** SHORT TASK **
Reproduce word for word the passage of the forum thread on gateway timestamps between "Yes, this is" and "and JOIN Accept.", inclusive.

Not only are the timestamps in microseconds, they are meaningless outside of the gateway itself. The gateway just has a free-running 32 bit counter that is used so that downlinks can be programmed to send exactly 1, 2, (or for joins 5 or 6) seconds after the end of the corresponding uplink. If two gateways receive a packet, they’ll record entirely unrelated timestamps for it - the number is only useful to tell the same gateway to do something at a time relative to what it previously marked.

And that counter rolls over in a bit over an hour - which is why a request from the servers arriving at the gateway a bit over a second too late, gets recorded as too early - the next time the counter reaches the desired value would be over an hour into the future.

harveyben · January 27, 2020, 9:32am

Dear Jac, thanks for the reply to my forum post - your support is highly appreciated!

To quickly answer your question…

Yes, this is what it looks like on the Gateway Traffic side and Application Data side.

As you can see on the Gateway we get a JOIN Request and JOIN Accept.

However on the Application we only have the orange JOIN Requests. Any idea why we don’t see the JOIN Accept?

We are running the Kerlink Gateway via a Solar Panel and 3G Backhaul.

The gateway is connected to TTN EU ( ttn - router - eu) . I have not checked the network latencies (i’m not quite sure how to do that but could easily Google it). However I don’t think the problem is network latency as we have other nodes on the network that are performing fine over the same Gateway (e.g. a NAS Pulse Reader attached to the water network flow meter). This node has also performed fine for the last month. The problem started recently when we rebooted the Gateway.

Thanks, I’m showing my total lack of knowledge about IOT architecture so this value is just used locally.

Once again - I hope these answers help to understand where the problems are and what can be done to get back up and running again. Thanks in advance for the support.

arjanvanb · January 27, 2020, 9:52am

Actually, when hovering that orange icon, you’ll see it’s an “Activation”. It also shows the DevAddr, which changes for each successful OTAA Join. This indicates that all was fine and accepted, and indeed you’re seeing the Join Accept in the gateway Traffic. (I assume it’s like this as the network server needs to enhance the Join Accept with a choice for a gateway, and either RX1 or RX2, and add a timestamp accordingly. Those are details that the application does not know about.)

harveyben · January 27, 2020, 10:00am

Thanks cslorabox, this is helpful as I didn’t know this.

However, I am still trying to understand where exactly the delay in communication occurs, what can be done to get it back to how it was a few days ago, and why it affects this device and not others on the same network? I’m a total beginner with LoRa, however this is my understanding of the Log File…

11:39:02 Join request received at Gateway from Node
11:39:03 Join request sent from Gateway to TTN over 3G backhaul.

** DATA ENTRIES **
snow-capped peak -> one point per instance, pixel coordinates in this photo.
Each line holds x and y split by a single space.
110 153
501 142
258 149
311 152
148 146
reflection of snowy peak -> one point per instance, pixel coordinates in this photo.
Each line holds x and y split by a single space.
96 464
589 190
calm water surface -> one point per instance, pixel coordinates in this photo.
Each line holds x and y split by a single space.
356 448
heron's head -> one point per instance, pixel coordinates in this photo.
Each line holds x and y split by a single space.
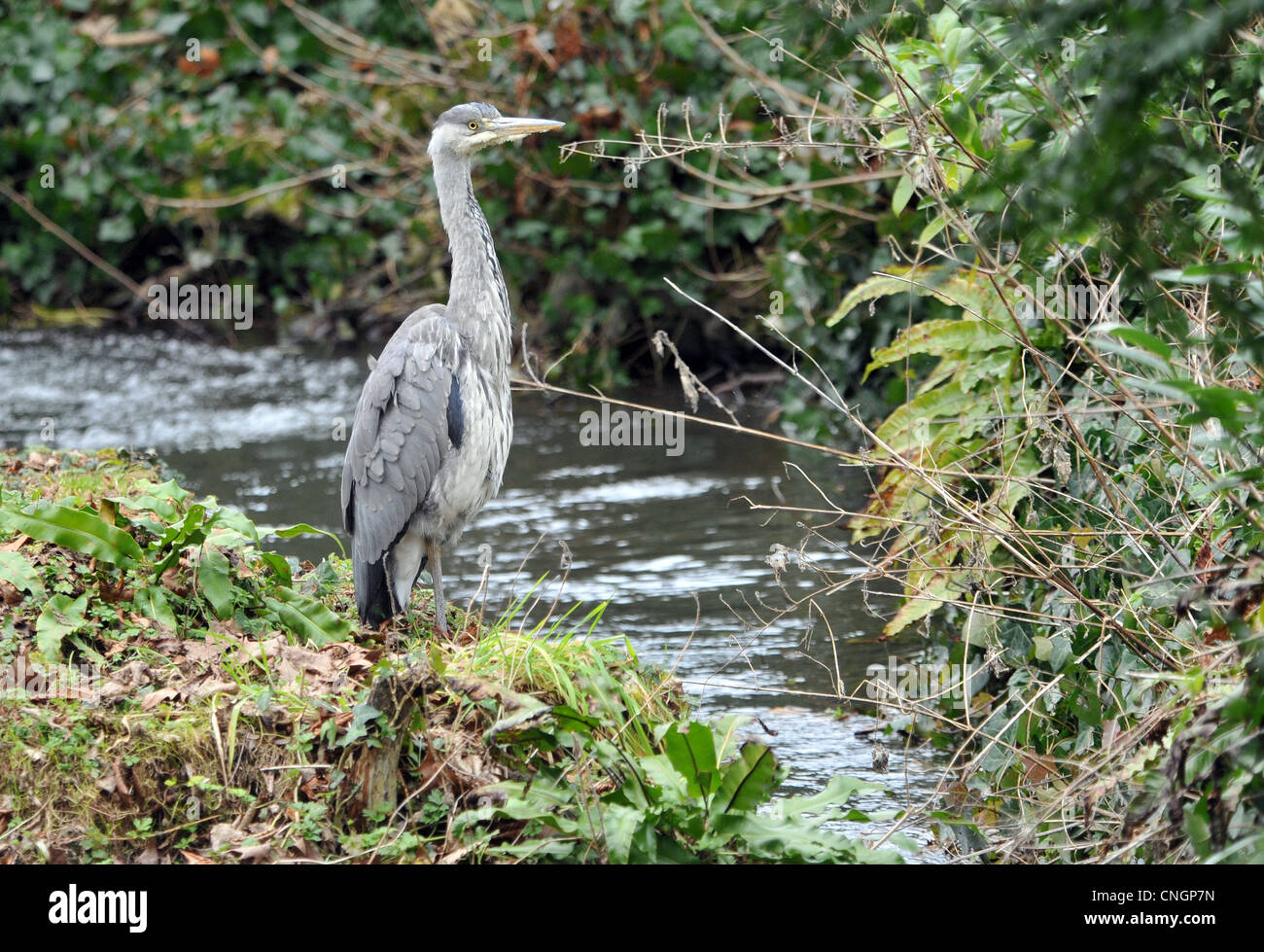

** ANSWER IN FULL **
Yes, this is what it looks like on the Gateway Traffic side and Application Data side.

As you can see on the Gateway we get a JOIN Request and JOIN Accept.